▶ [Excerpted data]:
============
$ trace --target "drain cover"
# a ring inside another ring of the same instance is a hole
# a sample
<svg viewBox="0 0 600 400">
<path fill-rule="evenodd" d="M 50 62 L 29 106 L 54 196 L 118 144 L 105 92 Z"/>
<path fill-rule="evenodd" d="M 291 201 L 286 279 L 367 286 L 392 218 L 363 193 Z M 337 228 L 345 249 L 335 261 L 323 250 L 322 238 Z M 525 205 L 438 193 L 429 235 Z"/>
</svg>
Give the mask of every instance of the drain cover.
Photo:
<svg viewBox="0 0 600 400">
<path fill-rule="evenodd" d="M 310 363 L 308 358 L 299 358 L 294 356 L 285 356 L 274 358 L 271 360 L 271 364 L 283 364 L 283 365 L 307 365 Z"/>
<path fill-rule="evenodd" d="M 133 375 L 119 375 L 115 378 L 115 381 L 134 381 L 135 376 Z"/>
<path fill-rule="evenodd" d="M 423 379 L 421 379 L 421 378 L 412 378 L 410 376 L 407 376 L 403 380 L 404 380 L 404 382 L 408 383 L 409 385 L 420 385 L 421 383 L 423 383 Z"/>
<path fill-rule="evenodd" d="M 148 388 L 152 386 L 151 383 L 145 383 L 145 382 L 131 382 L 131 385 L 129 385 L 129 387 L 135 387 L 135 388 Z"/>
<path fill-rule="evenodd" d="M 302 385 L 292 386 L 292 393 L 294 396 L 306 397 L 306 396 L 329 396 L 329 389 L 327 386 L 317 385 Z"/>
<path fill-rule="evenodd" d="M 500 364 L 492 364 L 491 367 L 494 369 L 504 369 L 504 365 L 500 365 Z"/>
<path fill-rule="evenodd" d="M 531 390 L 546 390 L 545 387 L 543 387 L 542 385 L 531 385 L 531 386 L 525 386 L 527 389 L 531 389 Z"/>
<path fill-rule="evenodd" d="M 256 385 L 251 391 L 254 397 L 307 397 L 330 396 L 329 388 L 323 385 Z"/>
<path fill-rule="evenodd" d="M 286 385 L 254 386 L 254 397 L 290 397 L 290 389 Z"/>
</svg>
============
▶ [Exercise]:
Copy out the material above in full so that every line matches the original.

▶ [Result]:
$ trace --target "drain cover"
# a ring inside another ring of the same instance is a hole
# a sample
<svg viewBox="0 0 600 400">
<path fill-rule="evenodd" d="M 50 62 L 29 106 L 54 196 L 118 144 L 105 92 Z"/>
<path fill-rule="evenodd" d="M 291 201 L 286 279 L 367 286 L 392 218 L 363 193 Z M 337 228 L 345 249 L 335 261 L 323 250 L 322 238 Z M 525 205 L 438 193 L 429 235 Z"/>
</svg>
Give the mask of every instance of the drain cover.
Photo:
<svg viewBox="0 0 600 400">
<path fill-rule="evenodd" d="M 310 363 L 308 358 L 299 358 L 294 356 L 285 356 L 274 358 L 271 360 L 271 364 L 283 364 L 283 365 L 307 365 Z"/>
<path fill-rule="evenodd" d="M 133 375 L 119 375 L 115 378 L 115 381 L 134 381 L 135 376 Z"/>
<path fill-rule="evenodd" d="M 423 379 L 421 379 L 421 378 L 412 378 L 410 376 L 407 376 L 403 380 L 404 380 L 404 382 L 408 383 L 409 385 L 420 385 L 421 383 L 423 383 Z"/>
<path fill-rule="evenodd" d="M 148 388 L 152 386 L 151 383 L 145 383 L 145 382 L 131 382 L 131 385 L 129 385 L 129 387 L 135 387 L 135 388 Z"/>
<path fill-rule="evenodd" d="M 302 385 L 292 386 L 292 393 L 294 396 L 306 397 L 306 396 L 329 396 L 329 389 L 327 386 L 317 385 Z"/>
<path fill-rule="evenodd" d="M 500 364 L 492 364 L 491 367 L 494 369 L 504 369 L 504 365 L 500 365 Z"/>
<path fill-rule="evenodd" d="M 531 390 L 546 390 L 545 387 L 543 387 L 542 385 L 531 385 L 531 386 L 525 386 L 527 389 L 531 389 Z"/>
<path fill-rule="evenodd" d="M 256 385 L 251 391 L 254 397 L 307 397 L 330 396 L 329 388 L 323 385 Z"/>
<path fill-rule="evenodd" d="M 286 385 L 254 386 L 254 397 L 290 397 L 290 389 Z"/>
</svg>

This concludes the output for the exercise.